- What needs to be done:
Copy out all the records, word for word.
— start —
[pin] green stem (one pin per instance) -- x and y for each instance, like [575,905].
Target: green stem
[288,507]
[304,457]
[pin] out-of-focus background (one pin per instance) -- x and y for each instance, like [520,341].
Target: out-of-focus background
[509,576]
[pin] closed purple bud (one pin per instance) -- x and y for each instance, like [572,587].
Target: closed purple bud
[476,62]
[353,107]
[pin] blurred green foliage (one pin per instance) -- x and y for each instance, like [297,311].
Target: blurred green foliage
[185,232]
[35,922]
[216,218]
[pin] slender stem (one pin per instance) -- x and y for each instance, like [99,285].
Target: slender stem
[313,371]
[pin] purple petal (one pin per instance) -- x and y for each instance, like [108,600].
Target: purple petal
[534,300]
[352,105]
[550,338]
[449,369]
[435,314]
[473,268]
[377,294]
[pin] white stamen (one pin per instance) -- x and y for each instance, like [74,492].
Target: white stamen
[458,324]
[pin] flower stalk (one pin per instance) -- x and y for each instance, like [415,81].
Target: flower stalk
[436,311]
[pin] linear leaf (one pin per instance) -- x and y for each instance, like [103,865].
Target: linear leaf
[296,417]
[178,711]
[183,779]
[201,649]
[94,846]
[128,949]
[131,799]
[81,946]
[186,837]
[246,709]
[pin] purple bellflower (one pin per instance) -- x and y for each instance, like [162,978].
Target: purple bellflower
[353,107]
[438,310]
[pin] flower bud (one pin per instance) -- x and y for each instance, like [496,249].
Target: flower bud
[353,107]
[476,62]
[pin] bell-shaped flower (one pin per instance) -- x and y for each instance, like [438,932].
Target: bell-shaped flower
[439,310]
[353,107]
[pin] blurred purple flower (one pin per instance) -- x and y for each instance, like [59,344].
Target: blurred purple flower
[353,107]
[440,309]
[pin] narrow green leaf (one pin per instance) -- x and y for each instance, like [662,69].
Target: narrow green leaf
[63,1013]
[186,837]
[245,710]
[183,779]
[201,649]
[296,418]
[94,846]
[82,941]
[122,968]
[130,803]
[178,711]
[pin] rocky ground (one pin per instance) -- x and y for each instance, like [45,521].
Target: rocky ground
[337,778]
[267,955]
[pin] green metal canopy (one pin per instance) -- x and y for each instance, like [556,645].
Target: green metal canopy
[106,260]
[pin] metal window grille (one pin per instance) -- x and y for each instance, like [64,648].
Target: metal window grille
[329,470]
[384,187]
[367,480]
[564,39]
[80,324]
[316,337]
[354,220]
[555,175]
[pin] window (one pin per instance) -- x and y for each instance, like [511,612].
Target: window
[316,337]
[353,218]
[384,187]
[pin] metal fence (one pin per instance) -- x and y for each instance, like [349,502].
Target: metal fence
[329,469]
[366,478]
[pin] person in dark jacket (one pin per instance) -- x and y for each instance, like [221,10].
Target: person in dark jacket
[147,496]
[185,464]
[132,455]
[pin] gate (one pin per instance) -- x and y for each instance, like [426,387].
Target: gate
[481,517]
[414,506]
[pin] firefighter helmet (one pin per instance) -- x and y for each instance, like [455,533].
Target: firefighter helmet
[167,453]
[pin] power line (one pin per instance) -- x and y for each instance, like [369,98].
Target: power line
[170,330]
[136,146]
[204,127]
— end —
- Answer below:
[pin] green stem (one pin per instance) -- x and y for each instance, like [575,905].
Target: green stem
[288,507]
[304,457]
[pin] out-of-focus background (one pin per instance) -- x and y for each instance, like [520,341].
Target: out-of-focus background
[509,576]
[pin] closed purple bud (one pin per instance) -- x and y for each instance, like [572,587].
Target: closed purple bud
[476,62]
[353,107]
[pin] blurred green foliage (one pin per instance) -- x and y for each instance, like [297,311].
Target: blurred green foliage
[185,232]
[35,922]
[216,218]
[pin] slender stem (one pin per instance) -- x and y for each instance, like [99,285].
Target: slender stem
[313,371]
[pin] purple petal (one pin per instance) -- x and y for each instance, like [108,600].
Target: purple petal
[534,300]
[352,105]
[550,338]
[449,369]
[435,314]
[473,268]
[377,294]
[pin] white stamen (one pin per instance) -- x and y for each instance, like [74,492].
Target: white stamen
[458,324]
[pin] flower stalk (one pin per instance) -- x and y for each instance, like [415,81].
Target: flower stalk
[436,311]
[pin] linear leaf (one pin per instance) -- x and y for each instance, like [103,865].
Target: linear leaf
[296,417]
[178,711]
[183,779]
[201,649]
[94,846]
[128,949]
[131,799]
[81,946]
[186,837]
[246,709]
[pin] purple bellflower (one pin per instance) -- x and y for each instance, like [162,978].
Target: purple bellflower
[353,107]
[438,310]
[pin] flower bud (one pin per instance) -- x and y for each instance, like [496,249].
Target: flower bud
[353,107]
[476,62]
[pin] bell-shaped flower (one pin per instance) -- x and y for each instance, like [438,932].
Target: bell-shaped flower
[439,310]
[353,107]
[pin] blurred purple flower (one pin per instance) -- x and y for each instance, like [59,344].
Target: blurred purple flower
[353,107]
[440,309]
[pin] narrow green leaf (one pin per instance) -- x and y for each instance, like [662,69].
Target: narrow green leaf
[63,1013]
[186,837]
[245,710]
[183,779]
[201,649]
[296,418]
[94,846]
[82,941]
[122,968]
[130,803]
[178,711]
[pin] rocky ground (one pin per instance) -- x and y for each instance, like [45,521].
Target: rocky ground
[337,778]
[267,955]
[pin] green metal canopy (one pin per instance) -- x and y for each instance, like [556,645].
Target: green metal canopy
[106,260]
[pin] metal window grille (one pin per instance) -- x and y for each instance, like [64,648].
Target: metal window grille
[329,470]
[384,187]
[367,480]
[564,39]
[80,324]
[316,337]
[354,220]
[555,175]
[pin] window (one pin per instance) -- x and y for each instance, like [511,612].
Target: window
[316,337]
[353,218]
[384,187]
[pin] metal fence (one pin per instance) -- x and y for each instance, like [349,502].
Target: metal fence
[329,469]
[366,478]
[pin] person in dark jacket (one pin per instance) -- x and y for each instance, like [221,10].
Target: person in dark jacket
[147,496]
[185,464]
[132,455]
[pin] gate (one pin per instance) -- x and y for each instance, like [426,387].
Target: gate
[481,517]
[414,506]
[pin] firefighter helmet (one pin per instance) -- x and y for each instance, like [455,533].
Target: firefighter helmet
[167,453]
[pin] power line (one pin per instance) -- x and y for each instance, like [369,98].
Target: power line
[170,330]
[136,146]
[204,127]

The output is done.